Passage given:
■ ■ ■ ■

Living up to his reputation of adding fuel to fire, Yogi Adityanath, BJP's firebrand lawmaker in Uttar Pradesh, said that a temple would be constructed in Ayodhya.

"It is not a question of polarisation," he said. "There was a temple in Ayodhya, there is a temple, and there will be a temple."

Adityanath also told the media that the work of polishing and cutting stones has been going on since 1990. "Thousands of trucks of stones have reached Ayodhya from Rajasthan. Why are you making a new propaganda," he said.

Bahujan Samaj Party chief Mayawati, who is credited with gutting religious violence while she was Chief Minister for over a decade, said it was SP's responsibility to control the situation in Ayodhya and guard against brewing tensions. "SP is fully responsible if the wishes of the Supreme Court are violated," she told reporters.

The Akhilesh Yadav-government received a lot of flak for missing the warning signs of communal violence in Muzaffarnagar in August 2013, just months before the national election rolled around.

Arrival Of Stones

On Monday, Press Trust of India reported that two trucks of stones were unloaded at Ram Sewak Puram, a Vishwa Hindu Parishad property in Ayodhya, and 'Shila Pujan' (praying of the stones) has been performed by Mahant Nritya Gopal Das, president of Ram Janam Bhumi Nyas.

"Now, the time has come for the construction of Ram Mandir in Ayodhya. Lots of stones arrived today in Ayodhya and their arrival will continue. We have signals from Modi government that temple construction would be done now," he said.

Meanwhile, the oldest litigant in the Babri Masjid demolition case Hashim Ansari asked Prime Minister Narendra Modi to intervene.

"I ask PM Modi to stop all this," he said.

VHP leader Ashok Singhal, who died last month, has previously said that about half of the 2.25 lakhs cubic ft of stones, required for the construction of the Ram Temple, was ready at VHP's headquarter in Ayodhya, and the rest would be collected from Hindu devotees.

■ ■ ■ ■

Source data:

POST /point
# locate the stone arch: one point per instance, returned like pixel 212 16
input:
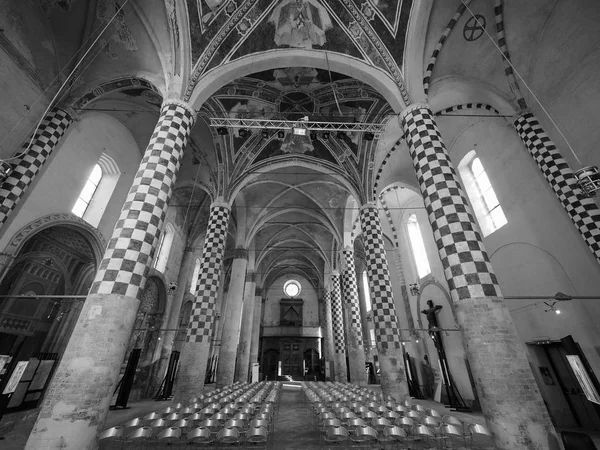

■ ■ ■ ■

Aim A:
Answer these questions from the Ayodhya article:
(i) According to Adityanath, since what year has the work of polishing and cutting stones been going on?
(ii) Where were the two trucks of stones unloaded?
(iii) Whom did Hashim Ansari ask to intervene?
Aim B: Copy out the stretch of the Ayodhya article from "Living up to" through "constructed in Ayodhya." word for word.
The material was taken from a separate source and is not connected to the Ayodhya article.

Final answer A:
(i) 1990
(ii) At Ram Sewak Puram, a Vishwa Hindu Parishad property in Ayodhya
(iii) Prime Minister Narendra Modi

Final answer B:
Living up to his reputation of adding fuel to fire, Yogi Adityanath, BJP's firebrand lawmaker in Uttar Pradesh, said that a temple would be constructed in Ayodhya.